-- Start of Information shown --
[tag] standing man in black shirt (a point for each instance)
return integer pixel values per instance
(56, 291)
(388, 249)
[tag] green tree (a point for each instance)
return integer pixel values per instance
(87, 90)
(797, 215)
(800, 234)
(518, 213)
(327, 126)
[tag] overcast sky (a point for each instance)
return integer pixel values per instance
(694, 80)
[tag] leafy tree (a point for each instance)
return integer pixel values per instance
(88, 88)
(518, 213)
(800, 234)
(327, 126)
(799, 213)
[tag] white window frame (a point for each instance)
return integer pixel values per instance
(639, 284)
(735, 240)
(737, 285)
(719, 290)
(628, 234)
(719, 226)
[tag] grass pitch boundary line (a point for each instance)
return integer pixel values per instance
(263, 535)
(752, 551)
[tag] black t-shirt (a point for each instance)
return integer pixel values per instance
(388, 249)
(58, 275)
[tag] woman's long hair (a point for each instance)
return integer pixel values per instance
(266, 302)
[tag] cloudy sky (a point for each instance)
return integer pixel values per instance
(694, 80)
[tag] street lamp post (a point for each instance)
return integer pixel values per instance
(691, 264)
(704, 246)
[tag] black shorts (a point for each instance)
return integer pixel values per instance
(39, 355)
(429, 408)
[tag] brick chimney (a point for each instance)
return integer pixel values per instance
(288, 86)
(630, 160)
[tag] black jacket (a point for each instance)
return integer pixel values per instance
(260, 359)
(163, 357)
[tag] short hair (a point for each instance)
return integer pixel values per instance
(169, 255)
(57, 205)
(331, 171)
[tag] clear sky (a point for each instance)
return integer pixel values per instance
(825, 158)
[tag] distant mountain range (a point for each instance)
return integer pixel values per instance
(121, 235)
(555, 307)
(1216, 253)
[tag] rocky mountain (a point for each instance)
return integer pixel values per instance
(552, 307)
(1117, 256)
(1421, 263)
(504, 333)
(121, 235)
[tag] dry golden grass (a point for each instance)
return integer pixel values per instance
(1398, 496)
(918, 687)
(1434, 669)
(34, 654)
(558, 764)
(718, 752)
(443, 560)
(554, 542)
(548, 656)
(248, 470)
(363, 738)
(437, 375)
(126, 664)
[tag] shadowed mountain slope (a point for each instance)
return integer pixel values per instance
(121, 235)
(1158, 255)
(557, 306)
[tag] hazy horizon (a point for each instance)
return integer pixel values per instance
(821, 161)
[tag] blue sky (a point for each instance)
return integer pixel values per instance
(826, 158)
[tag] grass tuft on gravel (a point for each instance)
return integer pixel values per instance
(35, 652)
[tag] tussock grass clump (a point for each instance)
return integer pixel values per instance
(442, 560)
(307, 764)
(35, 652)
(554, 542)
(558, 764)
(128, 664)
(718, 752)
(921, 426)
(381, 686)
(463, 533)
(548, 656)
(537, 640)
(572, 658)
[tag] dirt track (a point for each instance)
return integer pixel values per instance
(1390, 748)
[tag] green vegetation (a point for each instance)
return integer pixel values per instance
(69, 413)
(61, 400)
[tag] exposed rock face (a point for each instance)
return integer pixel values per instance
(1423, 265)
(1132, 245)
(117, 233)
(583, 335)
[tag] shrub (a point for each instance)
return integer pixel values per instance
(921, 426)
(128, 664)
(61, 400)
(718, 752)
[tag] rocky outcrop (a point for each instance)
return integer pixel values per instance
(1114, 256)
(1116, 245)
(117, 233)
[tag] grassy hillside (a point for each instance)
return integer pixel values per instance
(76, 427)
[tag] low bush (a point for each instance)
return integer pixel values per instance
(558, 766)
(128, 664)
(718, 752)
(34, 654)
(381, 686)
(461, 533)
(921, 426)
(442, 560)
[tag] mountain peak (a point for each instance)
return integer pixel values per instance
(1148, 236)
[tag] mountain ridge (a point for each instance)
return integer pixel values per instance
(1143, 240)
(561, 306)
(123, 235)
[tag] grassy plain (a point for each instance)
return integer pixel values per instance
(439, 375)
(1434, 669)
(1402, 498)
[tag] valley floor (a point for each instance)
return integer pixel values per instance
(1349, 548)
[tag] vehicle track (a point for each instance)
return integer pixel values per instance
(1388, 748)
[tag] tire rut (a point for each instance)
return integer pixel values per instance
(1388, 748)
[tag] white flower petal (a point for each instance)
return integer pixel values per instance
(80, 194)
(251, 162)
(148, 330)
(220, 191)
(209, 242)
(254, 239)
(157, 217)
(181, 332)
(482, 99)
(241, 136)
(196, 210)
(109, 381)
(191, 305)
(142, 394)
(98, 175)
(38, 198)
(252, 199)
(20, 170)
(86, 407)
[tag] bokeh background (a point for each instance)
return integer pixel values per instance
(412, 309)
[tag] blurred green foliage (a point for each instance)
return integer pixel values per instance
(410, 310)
-- End of Information shown --
◆ To be done
Each record must be repeated exactly as it is.

◆ Answer
[tag] standing man in black shirt (a point for each instance)
return integer pixel values per instance
(56, 291)
(388, 249)
[tag] green tree (a point for each instance)
return integer pixel values per instance
(87, 90)
(797, 215)
(800, 234)
(518, 213)
(327, 126)
[tag] overcast sky (a point for each instance)
return integer pixel values per instance
(694, 80)
[tag] leafy tree (a point for each instance)
return integer pixel values per instance
(88, 88)
(518, 213)
(800, 234)
(327, 126)
(799, 213)
[tag] white window frame (a point for each instance)
return integer pixel values per instance
(639, 284)
(735, 240)
(737, 285)
(719, 290)
(628, 234)
(719, 226)
[tag] grass pitch boundary line (a point for each instance)
return integer pixel values per instance
(263, 535)
(752, 551)
[tag] black t-shirt (a point for each instance)
return integer pixel values per instance
(388, 249)
(58, 275)
[tag] woman's long hair (a point for each instance)
return integer pixel values per instance
(266, 302)
[tag] cloudy sky (a point for each instance)
return integer pixel values per instance
(694, 80)
[tag] street lamp post (a point for each instance)
return integer pixel values per instance
(691, 264)
(704, 246)
[tag] black shorts (a point for each instance)
return integer pixel values per instance
(39, 355)
(429, 408)
[tag] brick chimney (a point for each instance)
return integer pixel values per instance
(288, 86)
(630, 160)
[tag] black jacket (a point for each instance)
return integer pixel values per instance
(260, 359)
(163, 357)
[tag] short hair (a point for each instance)
return integer pixel values per instance
(169, 255)
(57, 205)
(331, 171)
[tag] clear sky (a point for each instance)
return integer pixel values per instance
(825, 158)
[tag] distant mountain range (a point for each instance)
return integer pixel values per instance
(121, 235)
(555, 307)
(1216, 253)
[tag] rocky mountain (a point for each instance)
return integer pixel values per instance
(552, 307)
(1117, 256)
(1421, 263)
(504, 333)
(121, 235)
[tag] dry golden grass (a point for each instance)
return integer pixel values per instance
(1398, 496)
(918, 687)
(1434, 669)
(34, 654)
(558, 764)
(718, 752)
(443, 560)
(554, 542)
(548, 656)
(248, 470)
(363, 738)
(437, 375)
(126, 664)
[tag] shadowed mountain slope (a point for each instance)
return integer pixel values per instance
(121, 235)
(1158, 255)
(557, 306)
[tag] hazy horizon (a point for each instance)
return integer pixel values per instance
(821, 161)
[tag] blue sky (a point for each instance)
return integer pixel values per instance
(826, 158)
[tag] grass tuft on gravel (a point for each instance)
return integer pixel values per instance
(35, 652)
[tag] tussock grass clump (a point for each instance)
return integer pixel values per instance
(442, 560)
(307, 764)
(35, 652)
(554, 542)
(558, 764)
(128, 664)
(718, 752)
(921, 426)
(381, 686)
(463, 533)
(548, 656)
(537, 640)
(572, 658)
[tag] dirt track (a point for each instance)
return integer pixel values per instance
(1390, 748)
[tag] green vegetation (a point for each instance)
return integer pixel values per instance
(69, 413)
(61, 400)
[tag] exposed rock face (a point for each instance)
return integer pixel values per instance
(1423, 265)
(1132, 245)
(117, 233)
(583, 335)
[tag] shrub (a point for each instance)
return integer pixel values per instance
(921, 426)
(128, 664)
(61, 400)
(718, 752)
[tag] rocky outcrop (a point for each instance)
return integer pixel values per instance
(1114, 256)
(1116, 245)
(117, 233)
[tag] grassy hillside (a point for each instance)
return integer pixel values per instance
(76, 427)
[tag] low bush (a point for each instance)
return integer pixel values per instance
(558, 766)
(128, 664)
(718, 752)
(34, 654)
(381, 686)
(461, 533)
(921, 426)
(442, 560)
[tag] mountain peak (a point for each instance)
return integer pixel values per instance
(1148, 236)
[tag] mountain ridge (a point for each instance)
return integer pixel values per instance
(1143, 240)
(561, 306)
(123, 235)
[tag] grassy plain (a point for each instance)
return integer pixel values per instance
(439, 375)
(1434, 669)
(1402, 498)
[tag] valley floor (a point for each instance)
return integer pixel values per instance
(1349, 548)
[tag] vehicle track (a point for each instance)
return integer pixel values per instance
(1388, 748)
[tag] tire rut (a point for each instance)
return integer pixel values per instance
(1388, 748)
[tag] white flower petal (a point for each instance)
return integer pixel values per instance
(80, 194)
(251, 162)
(148, 330)
(220, 191)
(209, 242)
(254, 239)
(157, 217)
(181, 332)
(482, 99)
(241, 136)
(196, 210)
(109, 381)
(191, 305)
(142, 394)
(98, 175)
(38, 198)
(252, 199)
(20, 170)
(86, 407)
[tag] bokeh background (a point for each instance)
return integer pixel values per instance
(412, 309)
[tag] blurred green foliage (a point for each instance)
return integer pixel values per instance
(410, 310)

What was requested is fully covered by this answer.